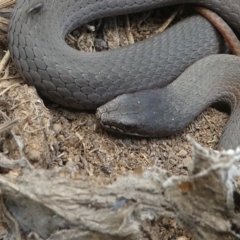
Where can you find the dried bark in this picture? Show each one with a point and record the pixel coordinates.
(54, 207)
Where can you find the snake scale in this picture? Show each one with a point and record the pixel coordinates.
(152, 103)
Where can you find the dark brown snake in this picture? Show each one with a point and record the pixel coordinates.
(82, 80)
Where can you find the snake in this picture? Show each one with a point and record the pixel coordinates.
(152, 88)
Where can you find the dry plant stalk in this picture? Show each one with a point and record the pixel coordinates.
(54, 207)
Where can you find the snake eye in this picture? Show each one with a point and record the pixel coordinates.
(35, 8)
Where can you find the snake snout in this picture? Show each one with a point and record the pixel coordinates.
(120, 115)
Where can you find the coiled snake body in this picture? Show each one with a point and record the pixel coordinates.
(82, 80)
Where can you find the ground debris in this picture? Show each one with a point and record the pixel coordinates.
(56, 207)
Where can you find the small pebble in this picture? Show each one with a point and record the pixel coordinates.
(182, 153)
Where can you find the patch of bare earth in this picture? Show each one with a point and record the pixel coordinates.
(56, 138)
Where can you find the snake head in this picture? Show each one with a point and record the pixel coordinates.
(147, 113)
(120, 116)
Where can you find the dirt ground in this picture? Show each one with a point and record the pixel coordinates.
(68, 141)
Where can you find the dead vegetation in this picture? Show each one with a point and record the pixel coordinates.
(101, 186)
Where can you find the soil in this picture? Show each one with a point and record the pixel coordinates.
(69, 141)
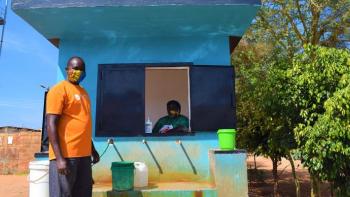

Your objective →
Please return all of the material above word for word, with the pictures left out.

Answer →
Where can you find the dried bark in this picture? Show each one with a point and record the pixel coordinates.
(54, 207)
Where can you find the snake scale in this picture? Show each one with a point and record the pixel coordinates.
(152, 103)
Where can you find the dark brown snake in this picture? Show each one with a point and record the pixel coordinates.
(82, 80)
Where can you find the snake in this picture? Show each one with a point and record the pixel coordinates.
(152, 88)
Where can you find the dry plant stalk in this picture? Show each one with a point and record the pixel coordinates.
(54, 207)
Where can you find the snake eye in this picture? Show each one with a point and record the pixel coordinates.
(35, 8)
Where can you find the snake snout in this picture? Show each one with a point and record the pixel coordinates.
(120, 115)
Where can you find the coiled snake body in this picture? Show each one with a point and record the pixel coordinates.
(82, 80)
Where can you find the ground debris in this picture? Show each one with a point and record the pixel coordinates.
(56, 207)
Where can you find the small pebble in this picture? Show each one with a point and record the pixel coordinates.
(182, 153)
Where can you find the patch of bare earth in this picture? Show each one with a point and record the pixel coordinates.
(56, 138)
Where can you find the snake head in this picture? Show each one with a point and record the pixel coordinates.
(147, 113)
(120, 116)
Where can you find the dirt ground in this picture? Show each one with a point and record the pixel coordinates.
(68, 141)
Where can you find the dead vegetation in this picture? Show each one with a point and record the pixel coordinates.
(101, 186)
Where can you find the soil in this picture? Show each one with a point and record the pixel coordinates.
(69, 141)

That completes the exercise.